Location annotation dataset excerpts
..........

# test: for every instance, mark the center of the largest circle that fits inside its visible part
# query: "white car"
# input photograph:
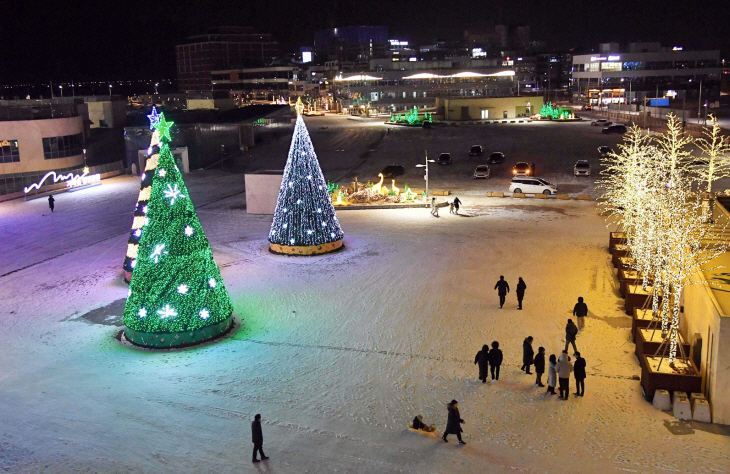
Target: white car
(530, 185)
(601, 122)
(481, 171)
(582, 168)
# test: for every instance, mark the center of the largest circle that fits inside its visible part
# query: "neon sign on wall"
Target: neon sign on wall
(72, 180)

..........

WHAT IS BEING ASKED ▸
Leave out all pictures, then copy the remaining material exactly.

OUTPUT OF THE TASK ▸
# test: for every instance, mark the center of the largest circle that fits inside its visible part
# query: "white car"
# input photograph:
Target: white car
(530, 185)
(601, 122)
(481, 171)
(582, 168)
# test: for every instance, mark the center of the largest circle that fits inside its visible part
# query: "neon sign on wall"
Target: neon sign on wall
(72, 180)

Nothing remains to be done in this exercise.